## Short task
Write out the passage of the essay on police militarization word for word, starting with "This militarization has" and going on through "approaching Ferguson, Missouri.".

Give Up Your Domestic Empire or Live Under It

By Dan Sanchez,

In the recent film X-men: Days of Future Past, the “Sentinels” are robots programmed by non-mutant humans in the government to hunt and keep down the feared and marginalized population of “mutants.” Eventually, however, their programming undergoes major “mission creep,” and according to Wikipedia, the Sentinels, “expand their targets beyond mutants to baseline humans based on the logic that they have the potential to produce mutant descendants, culminating in a dystopian future where most of humanity and mutantkind have been wiped out.” This is an apt parable for the police state, which is also used against the marginalized, but which also eventually will turn on its creators and enablers.

Pre-mission-creep.

Post-mission-creep.

The late scholar Chalmers Johnson used to say, “Either give up your empire, or live under it,” referring to the truth that foreign empires tend to foster domestic police states. American experience, especially in past years, has shown just how prescient this unheeded warning was. The September 11, 2001 terrorist blowback from U.S. imperialism in the Middle East excused a massive swelling of the “homeland” security state, as well as an imperialist double-down in the invasions and occupations of Afghanistan and Iraq. These foreign wars, in turn, engorged our police state even further, as a torrent of surplus military gear streamed into our local police and sheriff’s departments, ramping up an already long-running militarization of the police in America.

Chief Ken Geddes poses with the Preston, Idaho police department’s new MRAP.

This militarization has been largely under the radar, in spite of efforts to publicize it by prolific libertarian writers like Will Grigg and Radley Balko. The issue has finally broken into public consciousness and mainstream media coverage after police responded to protests and unrest (over the police shooting death of unarmed black teenager Michael Brown) in Ferguson, Missouri with militarized full-spectrum dominance, putting all their new toys from the Pentagon to use and on display.

And yet, even with their news and social media feeds bombarded by images of an American town that are indistinguishable from images of occupied Iraq, many conservatives are still clinging to a “Support Your Local Police” attitude toward the matter. They don’t see the images as indicative of the tyranny of empire “coming home.”

Wall of high beams facing anyone approaching Ferguson, Missouri.

## Listed records

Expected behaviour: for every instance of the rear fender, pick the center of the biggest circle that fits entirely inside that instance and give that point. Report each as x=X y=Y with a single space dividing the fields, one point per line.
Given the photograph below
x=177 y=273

...

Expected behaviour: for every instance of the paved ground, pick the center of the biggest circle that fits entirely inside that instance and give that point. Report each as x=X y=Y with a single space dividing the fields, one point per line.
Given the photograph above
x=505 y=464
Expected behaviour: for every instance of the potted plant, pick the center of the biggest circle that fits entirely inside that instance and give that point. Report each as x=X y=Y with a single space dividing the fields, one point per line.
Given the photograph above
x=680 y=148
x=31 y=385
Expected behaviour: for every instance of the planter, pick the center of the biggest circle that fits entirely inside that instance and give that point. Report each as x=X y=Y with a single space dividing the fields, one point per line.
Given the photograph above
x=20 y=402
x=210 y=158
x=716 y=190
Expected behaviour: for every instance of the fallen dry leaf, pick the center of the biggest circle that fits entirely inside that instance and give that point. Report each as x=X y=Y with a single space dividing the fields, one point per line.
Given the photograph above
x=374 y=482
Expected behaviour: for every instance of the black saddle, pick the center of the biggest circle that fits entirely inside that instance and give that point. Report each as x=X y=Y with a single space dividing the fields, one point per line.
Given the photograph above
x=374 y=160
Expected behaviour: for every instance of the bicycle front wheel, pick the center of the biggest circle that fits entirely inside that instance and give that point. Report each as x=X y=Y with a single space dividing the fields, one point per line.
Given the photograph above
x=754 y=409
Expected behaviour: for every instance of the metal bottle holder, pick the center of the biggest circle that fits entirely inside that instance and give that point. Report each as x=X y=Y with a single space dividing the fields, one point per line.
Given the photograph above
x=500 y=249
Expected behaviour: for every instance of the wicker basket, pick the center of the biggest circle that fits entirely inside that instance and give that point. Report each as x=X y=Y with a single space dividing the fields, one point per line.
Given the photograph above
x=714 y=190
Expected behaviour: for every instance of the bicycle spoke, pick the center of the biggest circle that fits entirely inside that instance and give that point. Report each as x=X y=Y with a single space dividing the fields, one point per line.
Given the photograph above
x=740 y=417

...

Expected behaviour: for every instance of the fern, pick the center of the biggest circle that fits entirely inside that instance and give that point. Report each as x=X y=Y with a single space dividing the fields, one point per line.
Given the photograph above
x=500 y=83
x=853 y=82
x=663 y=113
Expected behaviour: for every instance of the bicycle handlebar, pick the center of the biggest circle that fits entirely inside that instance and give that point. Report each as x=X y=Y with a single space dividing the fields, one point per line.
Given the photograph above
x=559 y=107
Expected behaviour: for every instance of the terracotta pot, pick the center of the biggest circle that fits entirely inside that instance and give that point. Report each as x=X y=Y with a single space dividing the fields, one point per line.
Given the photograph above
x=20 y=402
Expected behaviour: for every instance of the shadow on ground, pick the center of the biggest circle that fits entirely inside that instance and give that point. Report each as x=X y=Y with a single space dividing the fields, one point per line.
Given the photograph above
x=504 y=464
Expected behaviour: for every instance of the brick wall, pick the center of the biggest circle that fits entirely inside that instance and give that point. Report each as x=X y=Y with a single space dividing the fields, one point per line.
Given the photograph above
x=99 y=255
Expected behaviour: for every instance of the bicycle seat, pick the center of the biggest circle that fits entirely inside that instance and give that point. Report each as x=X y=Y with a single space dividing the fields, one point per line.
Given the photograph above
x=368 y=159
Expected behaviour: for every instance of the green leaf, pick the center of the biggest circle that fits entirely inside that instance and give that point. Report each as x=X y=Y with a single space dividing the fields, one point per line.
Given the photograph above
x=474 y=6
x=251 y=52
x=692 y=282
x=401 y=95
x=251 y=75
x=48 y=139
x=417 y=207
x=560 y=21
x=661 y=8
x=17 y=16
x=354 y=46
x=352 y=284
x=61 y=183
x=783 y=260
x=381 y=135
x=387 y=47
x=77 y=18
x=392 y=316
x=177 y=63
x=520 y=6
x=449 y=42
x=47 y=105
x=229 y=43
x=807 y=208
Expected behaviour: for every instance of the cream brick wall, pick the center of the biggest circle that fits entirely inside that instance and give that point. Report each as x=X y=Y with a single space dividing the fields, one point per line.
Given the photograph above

## Written reply
This militarization has been largely under the radar, in spite of efforts to publicize it by prolific libertarian writers like Will Grigg and Radley Balko. The issue has finally broken into public consciousness and mainstream media coverage after police responded to protests and unrest (over the police shooting death of unarmed black teenager Michael Brown) in Ferguson, Missouri with militarized full-spectrum dominance, putting all their new toys from the Pentagon to use and on display.

And yet, even with their news and social media feeds bombarded by images of an American town that are indistinguishable from images of occupied Iraq, many conservatives are still clinging to a “Support Your Local Police” attitude toward the matter. They don’t see the images as indicative of the tyranny of empire “coming home.”

Wall of high beams facing anyone approaching Ferguson, Missouri.